-- Start of RECORDS FOR THE TASK --

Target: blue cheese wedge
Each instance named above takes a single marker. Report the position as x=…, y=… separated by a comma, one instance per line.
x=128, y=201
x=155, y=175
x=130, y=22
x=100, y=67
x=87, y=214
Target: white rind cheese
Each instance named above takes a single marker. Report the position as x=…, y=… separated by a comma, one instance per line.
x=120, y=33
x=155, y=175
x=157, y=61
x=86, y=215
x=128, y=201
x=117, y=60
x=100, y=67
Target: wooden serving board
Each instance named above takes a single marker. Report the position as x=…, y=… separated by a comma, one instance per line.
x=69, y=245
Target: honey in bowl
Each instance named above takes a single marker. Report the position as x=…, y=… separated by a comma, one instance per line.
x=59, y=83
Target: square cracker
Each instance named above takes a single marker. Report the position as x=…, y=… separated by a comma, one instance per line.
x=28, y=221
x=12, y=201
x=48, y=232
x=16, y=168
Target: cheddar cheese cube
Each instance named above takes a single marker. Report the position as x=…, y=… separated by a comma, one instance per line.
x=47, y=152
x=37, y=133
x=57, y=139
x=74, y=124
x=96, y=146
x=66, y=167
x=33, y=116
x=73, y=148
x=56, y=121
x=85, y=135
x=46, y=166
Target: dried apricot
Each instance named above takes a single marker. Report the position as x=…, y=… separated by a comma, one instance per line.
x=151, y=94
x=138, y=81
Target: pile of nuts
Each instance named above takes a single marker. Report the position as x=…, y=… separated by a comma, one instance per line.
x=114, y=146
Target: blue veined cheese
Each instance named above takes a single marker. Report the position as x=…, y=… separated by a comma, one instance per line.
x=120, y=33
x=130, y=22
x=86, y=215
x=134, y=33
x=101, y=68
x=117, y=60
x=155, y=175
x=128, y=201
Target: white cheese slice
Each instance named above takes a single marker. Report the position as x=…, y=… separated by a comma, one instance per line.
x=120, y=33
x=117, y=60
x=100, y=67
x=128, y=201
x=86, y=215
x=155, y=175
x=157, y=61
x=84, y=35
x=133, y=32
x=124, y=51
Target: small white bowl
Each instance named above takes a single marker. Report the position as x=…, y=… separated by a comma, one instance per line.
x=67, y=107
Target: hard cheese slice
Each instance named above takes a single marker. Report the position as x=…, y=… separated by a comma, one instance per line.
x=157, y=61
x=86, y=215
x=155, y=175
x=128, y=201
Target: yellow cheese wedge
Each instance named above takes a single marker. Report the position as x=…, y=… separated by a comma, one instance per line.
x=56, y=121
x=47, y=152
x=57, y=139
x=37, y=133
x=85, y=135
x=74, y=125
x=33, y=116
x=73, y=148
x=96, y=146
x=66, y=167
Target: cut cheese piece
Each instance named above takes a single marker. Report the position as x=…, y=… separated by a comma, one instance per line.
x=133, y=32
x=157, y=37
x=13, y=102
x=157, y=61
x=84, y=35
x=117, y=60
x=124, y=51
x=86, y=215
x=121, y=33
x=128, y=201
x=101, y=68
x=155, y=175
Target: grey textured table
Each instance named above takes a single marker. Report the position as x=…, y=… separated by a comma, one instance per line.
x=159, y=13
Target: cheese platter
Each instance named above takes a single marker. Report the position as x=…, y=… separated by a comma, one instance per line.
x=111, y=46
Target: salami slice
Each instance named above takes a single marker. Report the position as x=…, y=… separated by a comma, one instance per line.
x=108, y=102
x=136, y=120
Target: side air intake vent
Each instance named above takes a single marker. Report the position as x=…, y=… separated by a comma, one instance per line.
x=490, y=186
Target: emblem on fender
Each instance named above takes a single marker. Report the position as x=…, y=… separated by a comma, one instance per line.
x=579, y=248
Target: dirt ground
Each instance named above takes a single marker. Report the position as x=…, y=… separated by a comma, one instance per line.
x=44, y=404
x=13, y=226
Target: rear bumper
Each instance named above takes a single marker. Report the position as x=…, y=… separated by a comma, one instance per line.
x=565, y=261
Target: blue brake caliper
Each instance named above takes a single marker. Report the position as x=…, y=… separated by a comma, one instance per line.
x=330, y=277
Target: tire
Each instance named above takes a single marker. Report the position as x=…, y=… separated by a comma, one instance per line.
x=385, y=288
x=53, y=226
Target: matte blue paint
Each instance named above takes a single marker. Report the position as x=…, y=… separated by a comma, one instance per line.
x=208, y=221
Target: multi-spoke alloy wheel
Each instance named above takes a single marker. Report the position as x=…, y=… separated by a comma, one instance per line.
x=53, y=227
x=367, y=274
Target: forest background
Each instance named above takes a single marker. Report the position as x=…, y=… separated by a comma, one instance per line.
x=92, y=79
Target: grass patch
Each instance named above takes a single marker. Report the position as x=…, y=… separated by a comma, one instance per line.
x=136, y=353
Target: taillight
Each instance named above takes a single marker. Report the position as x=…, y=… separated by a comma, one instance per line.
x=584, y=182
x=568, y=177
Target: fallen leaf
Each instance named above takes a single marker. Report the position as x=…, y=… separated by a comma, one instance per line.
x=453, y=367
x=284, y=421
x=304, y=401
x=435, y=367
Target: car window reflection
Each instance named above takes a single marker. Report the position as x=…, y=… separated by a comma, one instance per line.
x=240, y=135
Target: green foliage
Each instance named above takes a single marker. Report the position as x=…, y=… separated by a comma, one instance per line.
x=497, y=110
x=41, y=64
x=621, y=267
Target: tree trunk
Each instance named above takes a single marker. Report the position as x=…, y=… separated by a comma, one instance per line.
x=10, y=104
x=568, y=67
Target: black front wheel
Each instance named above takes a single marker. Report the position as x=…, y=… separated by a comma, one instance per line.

-- End of RECORDS FOR THE TASK --

- GIVEN REQUEST:
Lay out all of the data above as a numbered list, leaving out any blank lines.

- TASK ANSWER:
1. Target: blue cheese wedge
2. Each instance named above takes a single marker. Report the position as x=…, y=… separated by a comma, one instance per line.
3. x=128, y=201
4. x=155, y=175
5. x=130, y=22
6. x=100, y=67
7. x=87, y=214
8. Target: white rind cheese
9. Each instance named above takes a single marker. Report the position as x=…, y=… separated by a comma, one instance per line.
10. x=120, y=33
11. x=155, y=175
12. x=157, y=61
13. x=86, y=215
14. x=128, y=201
15. x=117, y=60
16. x=100, y=67
17. Target: wooden serving board
18. Each instance named above takes a single marker. Report the position as x=…, y=… separated by a comma, one instance per line.
19. x=69, y=245
20. Target: honey in bowl
21. Each instance named above takes a single marker. Report the position as x=…, y=… separated by a comma, one instance per line.
22. x=59, y=83
23. Target: square cracker
24. Each instance named above takes a single marker. Report the position as x=…, y=… separated by a comma, one instance per line.
25. x=28, y=221
26. x=12, y=201
27. x=48, y=232
28. x=16, y=168
29. Target: cheddar cheese cube
30. Each instance named above takes a single marker. Report the position as x=…, y=… separated by a comma, one instance per line.
31. x=47, y=152
32. x=37, y=133
33. x=57, y=139
34. x=74, y=124
35. x=96, y=146
36. x=66, y=167
37. x=33, y=116
38. x=73, y=148
39. x=56, y=121
40. x=85, y=135
41. x=46, y=166
42. Target: dried apricot
43. Each instance named above takes a single marker. Report the position as x=…, y=… separated by a comma, one instance per line.
44. x=151, y=94
45. x=138, y=81
46. Target: pile of nuts
47. Each instance named above takes a single marker. Report the position as x=…, y=… separated by a comma, one instance per line.
48. x=114, y=146
49. Target: blue veined cheese
50. Each instance named above takes a single marker. Report the position as x=…, y=… separated by a comma, one instance per line.
51. x=120, y=33
52. x=130, y=22
53. x=86, y=215
54. x=134, y=33
55. x=101, y=68
56. x=117, y=60
57. x=155, y=175
58. x=128, y=201
59. Target: white cheese slice
60. Each instance named above takes a single marker. Report the position as x=…, y=… separated by a comma, one instance per line.
61. x=120, y=33
62. x=117, y=60
63. x=100, y=67
64. x=128, y=201
65. x=86, y=215
66. x=155, y=175
67. x=157, y=61
68. x=84, y=35
69. x=133, y=32
70. x=124, y=51
71. Target: small white bowl
72. Each instance named above takes a single marker. Report the position as x=…, y=… separated by a comma, one instance per line.
73. x=67, y=107
74. Target: hard cheese slice
75. Each instance named above takes a single marker. Report the position as x=…, y=… separated by a comma, one instance per line.
76. x=157, y=61
77. x=86, y=215
78. x=155, y=175
79. x=128, y=201
80. Target: yellow cheese wedge
81. Each instance named above takes a single marker. Report the position as x=…, y=… separated by a comma, one instance per line.
82. x=56, y=121
83. x=47, y=152
84. x=57, y=139
85. x=37, y=133
86. x=85, y=135
87. x=74, y=125
88. x=33, y=116
89. x=73, y=148
90. x=96, y=146
91. x=66, y=167
92. Target: cut cheese piece
93. Each instance named above takes a single marker. Report the position as x=…, y=… separated by a comma, one instance per line.
94. x=133, y=32
95. x=157, y=37
96. x=13, y=102
97. x=157, y=61
98. x=84, y=35
99. x=117, y=60
100. x=124, y=51
101. x=86, y=215
102. x=121, y=33
103. x=128, y=201
104. x=101, y=68
105. x=155, y=175
106. Target: grey textured table
107. Each instance named above takes a single marker. Report the position as x=…, y=… separated by a comma, one instance per line.
108. x=159, y=13
109. Target: cheese platter
110. Each instance named above takes a single marker. Report the position as x=…, y=… separated by a comma, one instance per line.
111. x=111, y=46
112. Target: salami slice
113. Each instance named above takes a single marker. Report the position as x=…, y=… separated by a comma, one instance per line.
114. x=108, y=102
115. x=136, y=120
116. Target: side air intake vent
117. Each instance named above takes a single marker. Report the position as x=…, y=… separated by a comma, one instance per line.
118. x=490, y=186
119. Target: emblem on fender
120. Each instance named above takes a single marker. Report the position as x=…, y=… separated by a comma, one instance per line.
121. x=579, y=248
122. Target: dirt ground
123. Each instance named above takes a single marker. Report the position as x=…, y=… separated by a comma, one instance per line.
124. x=44, y=404
125. x=13, y=226
126. Target: rear bumper
127. Each instance named above takes a single marker. Report the position as x=…, y=… separated by a comma, one instance per line.
128. x=565, y=261
129. Target: blue brake caliper
130. Each instance named above takes a single marker. Report the position as x=…, y=… separated by a comma, one instance per line.
131. x=330, y=277
132. Target: tire
133. Each instance named above takes a single marker. Report the position as x=…, y=… separated by a comma, one instance per line.
134. x=385, y=288
135. x=53, y=226
136. Target: matte blue paint
137. Each instance named above takes a single marker. Report the position as x=…, y=… separated by a comma, one instance per line.
138. x=208, y=221
139. Target: multi-spoke alloy wheel
140. Each instance named above takes a single marker. Report the position as x=…, y=… separated by a comma, one instance per line.
141. x=53, y=227
142. x=367, y=274
143. Target: forest background
144. Each instance named above takes a single marker. Report the position as x=…, y=… separated by a comma, one instance per line.
145. x=92, y=79
146. Target: grass patch
147. Each instance named above takes a single marker. Report the position as x=…, y=… separated by a comma, one instance per line.
148. x=136, y=353
149. Target: taillight
150. Each instance named above takes a single marker. Report the position as x=…, y=… separated by a comma, one instance per line.
151. x=584, y=182
152. x=568, y=177
153. Target: fallen leaf
154. Each instance named above takes a single marker. Report the position as x=…, y=… separated by a comma, one instance per line.
155. x=453, y=367
156. x=284, y=421
157. x=304, y=401
158. x=435, y=367
159. Target: car window reflection
160. Each instance named above takes a single marker. Report the position as x=…, y=… separated by a comma, one instance per line.
161. x=240, y=135
162. Target: green foliage
163. Each instance named above takes a single marker. Report the position as x=…, y=… separated by a comma, one instance per line.
164. x=497, y=110
165. x=41, y=64
166. x=621, y=267
167. Target: tree trunk
168. Each instance named above takes a single marker. Report the position as x=…, y=… separated by a comma, one instance per line.
169. x=10, y=104
170. x=568, y=67
171. Target: black front wheel
172. Each instance named above takes a single marker. Report the position as x=…, y=… separated by a comma, one instance per line.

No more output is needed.